▶ GIVEN REQUEST
Please give each line of the items below as a JSON list of strings, one string per line, with blank lines left out.

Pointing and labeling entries
***

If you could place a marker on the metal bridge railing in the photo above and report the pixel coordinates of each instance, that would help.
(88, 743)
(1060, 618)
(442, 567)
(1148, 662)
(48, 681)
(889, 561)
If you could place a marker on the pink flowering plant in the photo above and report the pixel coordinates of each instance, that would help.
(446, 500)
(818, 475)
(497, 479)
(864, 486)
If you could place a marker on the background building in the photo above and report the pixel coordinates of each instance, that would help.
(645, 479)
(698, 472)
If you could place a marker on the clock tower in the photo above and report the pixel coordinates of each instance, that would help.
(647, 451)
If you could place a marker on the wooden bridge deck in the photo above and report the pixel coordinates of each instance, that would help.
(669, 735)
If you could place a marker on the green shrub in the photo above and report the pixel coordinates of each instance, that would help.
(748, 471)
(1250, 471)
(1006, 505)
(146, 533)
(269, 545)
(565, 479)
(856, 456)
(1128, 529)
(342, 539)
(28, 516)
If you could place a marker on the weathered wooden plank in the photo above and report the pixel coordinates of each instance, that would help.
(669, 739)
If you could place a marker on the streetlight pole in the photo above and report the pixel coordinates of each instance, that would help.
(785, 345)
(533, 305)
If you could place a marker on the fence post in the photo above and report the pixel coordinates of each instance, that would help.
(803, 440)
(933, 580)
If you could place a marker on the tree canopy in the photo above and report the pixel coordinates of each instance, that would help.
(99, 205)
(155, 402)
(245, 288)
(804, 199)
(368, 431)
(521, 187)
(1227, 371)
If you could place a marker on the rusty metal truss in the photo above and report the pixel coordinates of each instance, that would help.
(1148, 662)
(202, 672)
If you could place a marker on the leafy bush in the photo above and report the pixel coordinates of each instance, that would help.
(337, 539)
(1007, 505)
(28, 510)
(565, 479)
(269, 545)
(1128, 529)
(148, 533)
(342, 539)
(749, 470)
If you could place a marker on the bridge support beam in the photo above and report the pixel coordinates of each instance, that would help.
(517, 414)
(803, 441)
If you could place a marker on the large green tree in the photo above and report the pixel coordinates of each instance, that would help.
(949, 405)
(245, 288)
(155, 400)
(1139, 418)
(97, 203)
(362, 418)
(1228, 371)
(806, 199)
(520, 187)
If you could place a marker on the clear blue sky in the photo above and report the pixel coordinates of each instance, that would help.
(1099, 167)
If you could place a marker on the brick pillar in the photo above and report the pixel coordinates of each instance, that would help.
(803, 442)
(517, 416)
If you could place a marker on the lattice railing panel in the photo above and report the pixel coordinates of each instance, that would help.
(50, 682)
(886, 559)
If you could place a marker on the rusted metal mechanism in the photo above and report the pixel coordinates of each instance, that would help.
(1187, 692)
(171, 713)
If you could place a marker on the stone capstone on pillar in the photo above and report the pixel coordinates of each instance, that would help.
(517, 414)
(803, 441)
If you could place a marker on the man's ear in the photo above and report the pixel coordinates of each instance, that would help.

***

▶ WRITTEN SOLUTION
[
  "If you could place a marker on the metal bridge railing in the photo above and report the pixel coordinates of each instance, that would help.",
  "(88, 743)",
  "(1060, 618)",
  "(442, 567)",
  "(1148, 662)",
  "(48, 681)",
  "(889, 561)",
  "If you could place a marker on the pink flowering plant in the photo above and report the pixel coordinates of each instance, that would help.",
  "(446, 500)",
  "(818, 475)",
  "(497, 479)",
  "(864, 486)",
  "If you could place a marker on the background building in the photo above and report the pixel coordinates of each instance, that would help.",
  "(645, 479)",
  "(698, 472)",
  "If you could place a marker on the clock tower in the photo above and report the pixel coordinates of each instance, that would help.",
  "(647, 451)",
  "If you could place a marker on the wooden bridge deck in the photo above and report the pixel coordinates of each instance, that would help.",
  "(669, 735)",
  "If you could place a marker on the green shrub in the photo above and report the pixel coordinates of each instance, that would help.",
  "(748, 471)",
  "(1250, 471)",
  "(1006, 505)",
  "(146, 533)",
  "(269, 545)",
  "(565, 479)",
  "(856, 456)",
  "(1128, 529)",
  "(342, 539)",
  "(28, 516)",
  "If you could place a marker on the weathered wooden plank in the photo above and report the pixel coordinates of each instance, that would help.",
  "(669, 739)",
  "If you could place a marker on the streetlight pole in the photo above and report the pixel coordinates of each instance, that would help.",
  "(785, 345)",
  "(533, 305)",
  "If you could place a marker on the fence post in the photo above and report the pixel coordinates of each instance, that would help.",
  "(803, 440)",
  "(933, 580)",
  "If you could place a marker on the tree canopy in the photo above and report the pixel coordinates of each instance, that would help.",
  "(99, 205)",
  "(155, 402)",
  "(245, 288)",
  "(804, 199)",
  "(368, 431)",
  "(521, 187)",
  "(1227, 371)",
  "If you could place a marker on the rusty metal truss in the photo above and report the pixel coordinates of each instance, that would help.",
  "(1148, 662)",
  "(202, 672)",
  "If you could place a marker on the leafy bush in the photo above and report the pixel coordinates of each instance, that would help.",
  "(337, 539)",
  "(1007, 505)",
  "(28, 510)",
  "(565, 479)",
  "(269, 545)",
  "(1128, 529)",
  "(148, 533)",
  "(342, 539)",
  "(749, 470)",
  "If you could place a marker on the bridge support beam in the photo above and report the pixel coordinates of each instance, that would help.",
  "(517, 414)",
  "(803, 441)",
  "If you could place a marker on the large green tree in the photo above and report the pixel coordinates of each instance, that would help.",
  "(949, 405)",
  "(245, 288)",
  "(155, 400)",
  "(1139, 418)",
  "(97, 203)",
  "(362, 418)",
  "(1228, 371)",
  "(806, 199)",
  "(520, 187)",
  "If you could place a marker on the clear blue sky in the photo above and report the pixel coordinates of each instance, that would help.",
  "(1099, 167)",
  "If you could place a marker on the brick pillar in the photo above and report the pixel coordinates of each instance, that would help.",
  "(803, 442)",
  "(517, 416)",
  "If you could place a marker on the lattice railing panel in the photo above and report the pixel coordinates of each instance, that would help.",
  "(50, 682)",
  "(886, 559)",
  "If you could place a marker on the rusted metal mechanism in the photo above and report the pixel coordinates of each instance, that would help.",
  "(1187, 692)",
  "(171, 713)",
  "If you could place a marker on the stone capstone on pillar in the photo above and report the pixel coordinates of each instance, that would help.",
  "(517, 414)",
  "(803, 441)",
  "If you could place a marker on the man's ear in the photo above and report the pixel coordinates of each instance, that would help."
]